For one, keep in mind that relatively few of us are actually on Twitter to begin with—just 23 percent of Americans, according to the Pew Research Center. But even more importantly, Shelton says, Twitter mappers often fail to normalize their data, meaning that many Twitter maps are less representations of deep, social phenomena and more depictions of population patterns. The Ferguson map, for example, doesn't meaningfully diverge from “typical tweeting,” Shelton says. Anything that goes viral—be it #Ferguson, #Obamacare, or #BachelorNation—will look similar as it “trends” and lights up a Twitter map.

Furthermore, this “points on a map” approach doesn't teach the map viewer anything about tweet density. What looks like one point on a map may actually be 14 on top of each other. Where does one tweet begin and another end? And how do researchers adjust for spambots, which often glom onto trending Twitter topics to auto-promote their wares? What about "power users," people who obsessively tweet with the same hashtag over and over and over again?

The problem with Twitter maps isn’t that social media data is inherently flawed—it’s that the people who make them get lazy.

Recognizing these flaws, the geographers tried to add a little more context to their study of Louisville. First, they traced the geotagged tweets to discover where specific users spent most of their time, West or East Louisville. And instead of mapping with dots, they chose gradated hexagonal areas. As they explain in the study:

[W]ithin the larger dataset, one user created 65 tweets from the area around 2nd and Market Streets in Louisville in one six hour period but never again tweeted from this area. Unadjusted, this activity would give equal weighting to each of these 65 tweets as to the tweets of individuals who travel regularly to this place, or individuals who only visit once but produce a much smaller amount of content.

To correct for this, the researchers chose to map a maximum of five randomly selected tweets per user in any given hexagon.

Below is their corrected map, with the patterns of predominantly West End residents in purple and East End residents in orange. The areas in grey are those where users from both areas tweet almost equally.

────────

* [Work task] Write out the passage on Twitter maps in full, word for word. The data after this point comes from a separate source and has no connection to the passage on Twitter maps.

* [Supplied records]
────────

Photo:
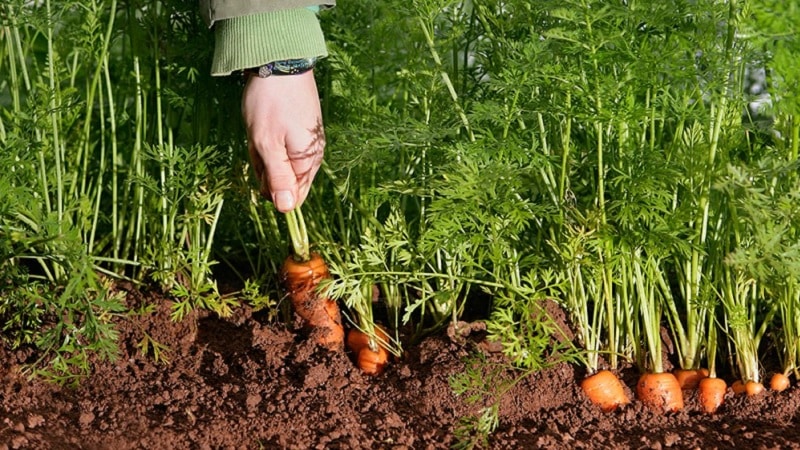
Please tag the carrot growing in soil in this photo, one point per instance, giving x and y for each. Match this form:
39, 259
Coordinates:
743, 302
657, 389
601, 387
369, 352
302, 272
790, 337
711, 390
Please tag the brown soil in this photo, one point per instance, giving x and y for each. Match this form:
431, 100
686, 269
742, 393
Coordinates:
238, 383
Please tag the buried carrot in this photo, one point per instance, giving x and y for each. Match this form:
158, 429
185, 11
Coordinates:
753, 388
749, 387
370, 354
605, 390
711, 391
320, 314
688, 379
660, 391
301, 274
779, 382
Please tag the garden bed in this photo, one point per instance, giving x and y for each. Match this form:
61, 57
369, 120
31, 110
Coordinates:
240, 382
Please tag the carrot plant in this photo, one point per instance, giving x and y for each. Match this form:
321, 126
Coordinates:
91, 114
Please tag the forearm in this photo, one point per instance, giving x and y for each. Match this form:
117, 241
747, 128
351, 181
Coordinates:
253, 40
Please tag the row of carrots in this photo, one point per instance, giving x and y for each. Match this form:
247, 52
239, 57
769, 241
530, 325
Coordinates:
663, 392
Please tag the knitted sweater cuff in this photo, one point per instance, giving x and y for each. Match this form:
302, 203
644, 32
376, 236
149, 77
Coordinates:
257, 39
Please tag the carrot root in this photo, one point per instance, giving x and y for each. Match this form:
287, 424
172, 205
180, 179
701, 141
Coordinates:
753, 388
605, 390
688, 379
320, 314
779, 382
371, 361
660, 392
711, 393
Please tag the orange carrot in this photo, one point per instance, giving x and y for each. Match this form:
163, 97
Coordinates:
688, 379
753, 388
605, 390
712, 393
371, 360
320, 314
779, 382
660, 391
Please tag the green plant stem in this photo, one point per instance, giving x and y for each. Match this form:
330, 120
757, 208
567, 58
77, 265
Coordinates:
446, 78
298, 234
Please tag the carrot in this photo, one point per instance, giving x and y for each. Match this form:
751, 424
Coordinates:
688, 379
753, 388
320, 314
371, 357
605, 390
779, 382
711, 393
660, 391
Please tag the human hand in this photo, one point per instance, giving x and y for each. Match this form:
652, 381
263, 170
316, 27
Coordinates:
285, 135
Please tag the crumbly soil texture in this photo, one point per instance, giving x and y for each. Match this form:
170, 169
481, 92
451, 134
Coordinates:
242, 382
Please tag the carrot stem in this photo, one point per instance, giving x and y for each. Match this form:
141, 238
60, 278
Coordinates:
298, 234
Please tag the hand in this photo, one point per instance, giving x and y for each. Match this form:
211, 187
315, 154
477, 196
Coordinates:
285, 135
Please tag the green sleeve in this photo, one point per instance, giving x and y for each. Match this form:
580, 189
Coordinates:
257, 39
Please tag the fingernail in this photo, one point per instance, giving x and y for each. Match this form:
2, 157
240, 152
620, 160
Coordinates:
284, 200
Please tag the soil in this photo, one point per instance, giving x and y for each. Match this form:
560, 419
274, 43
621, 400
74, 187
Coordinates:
244, 383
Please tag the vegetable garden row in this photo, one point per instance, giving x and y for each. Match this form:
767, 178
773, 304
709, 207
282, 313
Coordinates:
634, 160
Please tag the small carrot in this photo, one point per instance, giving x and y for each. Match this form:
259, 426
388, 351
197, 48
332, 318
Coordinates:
711, 393
779, 382
688, 379
753, 388
605, 390
371, 357
321, 314
660, 391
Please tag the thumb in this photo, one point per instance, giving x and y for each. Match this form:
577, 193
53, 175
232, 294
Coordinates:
282, 180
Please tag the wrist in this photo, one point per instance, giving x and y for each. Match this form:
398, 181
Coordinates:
282, 67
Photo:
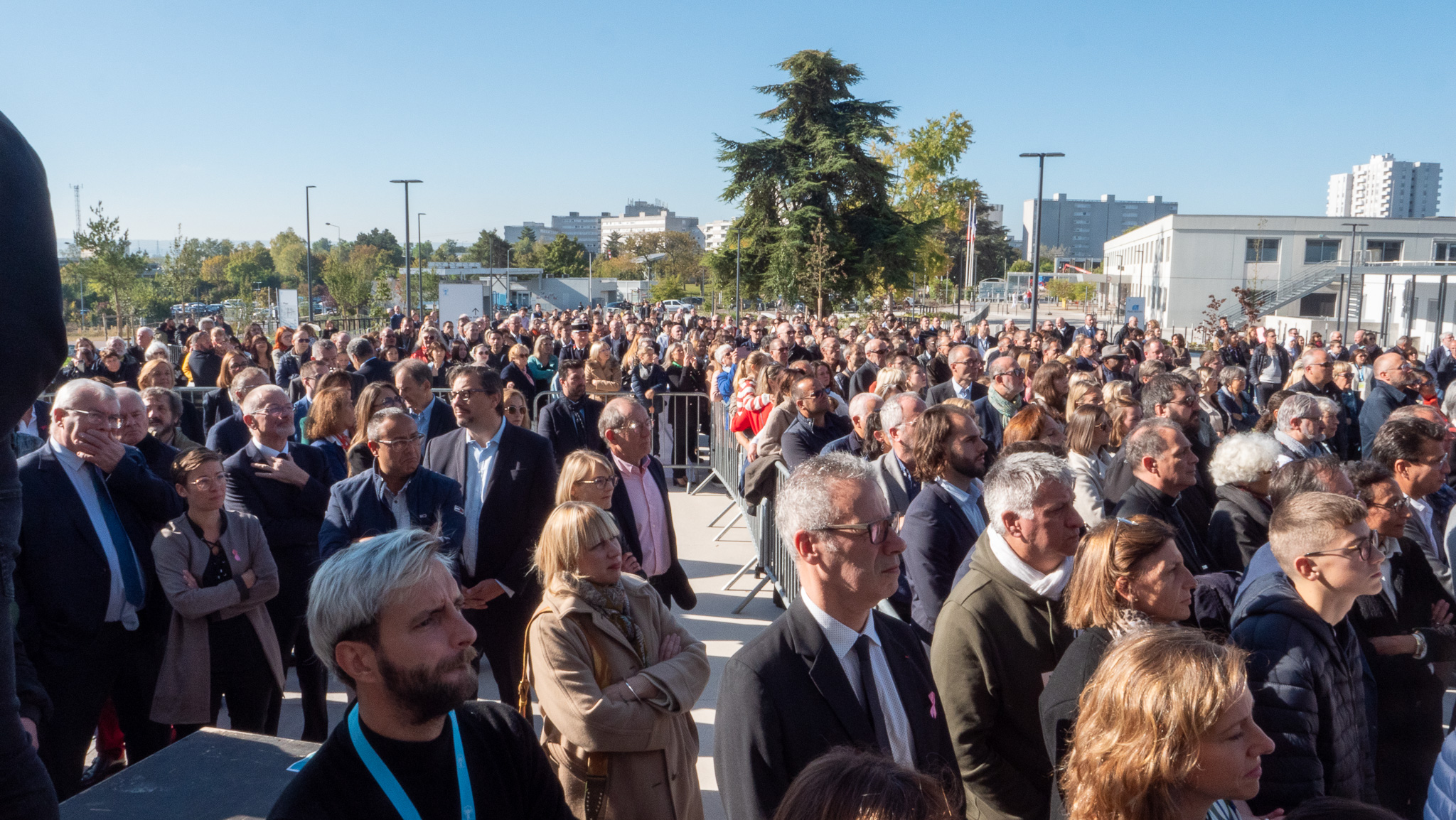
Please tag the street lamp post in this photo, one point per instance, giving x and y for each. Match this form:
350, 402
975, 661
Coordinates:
308, 252
737, 283
1036, 233
1344, 318
405, 183
419, 283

────────

* [Response below]
For one, keep in mind that relatively few of us are actually on Twitter to begin with—just 23 percent of Americans, according to the Pew Research Center. But even more importantly, Shelton says, Twitter mappers often fail to normalize their data, meaning that many Twitter maps are less representations of deep, social phenomena and more depictions of population patterns. The Ferguson map, for example, doesn't meaningfully diverge from “typical tweeting,” Shelton says. Anything that goes viral—be it #Ferguson, #Obamacare, or #BachelorNation—will look similar as it “trends” and lights up a Twitter map.

Furthermore, this “points on a map” approach doesn't teach the map viewer anything about tweet density. What looks like one point on a map may actually be 14 on top of each other. Where does one tweet begin and another end? And how do researchers adjust for spambots, which often glom onto trending Twitter topics to auto-promote their wares? What about "power users," people who obsessively tweet with the same hashtag over and over and over again?

The problem with Twitter maps isn’t that social media data is inherently flawed—it’s that the people who make them get lazy.

Recognizing these flaws, the geographers tried to add a little more context to their study of Louisville. First, they traced the geotagged tweets to discover where specific users spent most of their time, West or East Louisville. And instead of mapping with dots, they chose gradated hexagonal areas. As they explain in the study:

[W]ithin the larger dataset, one user created 65 tweets from the area around 2nd and Market Streets in Louisville in one six hour period but never again tweeted from this area. Unadjusted, this activity would give equal weighting to each of these 65 tweets as to the tweets of individuals who travel regularly to this place, or individuals who only visit once but produce a much smaller amount of content.

To correct for this, the researchers chose to map a maximum of five randomly selected tweets per user in any given hexagon.

Below is their corrected map, with the patterns of predominantly West End residents in purple and East End residents in orange. The areas in grey are those where users from both areas tweet almost equally.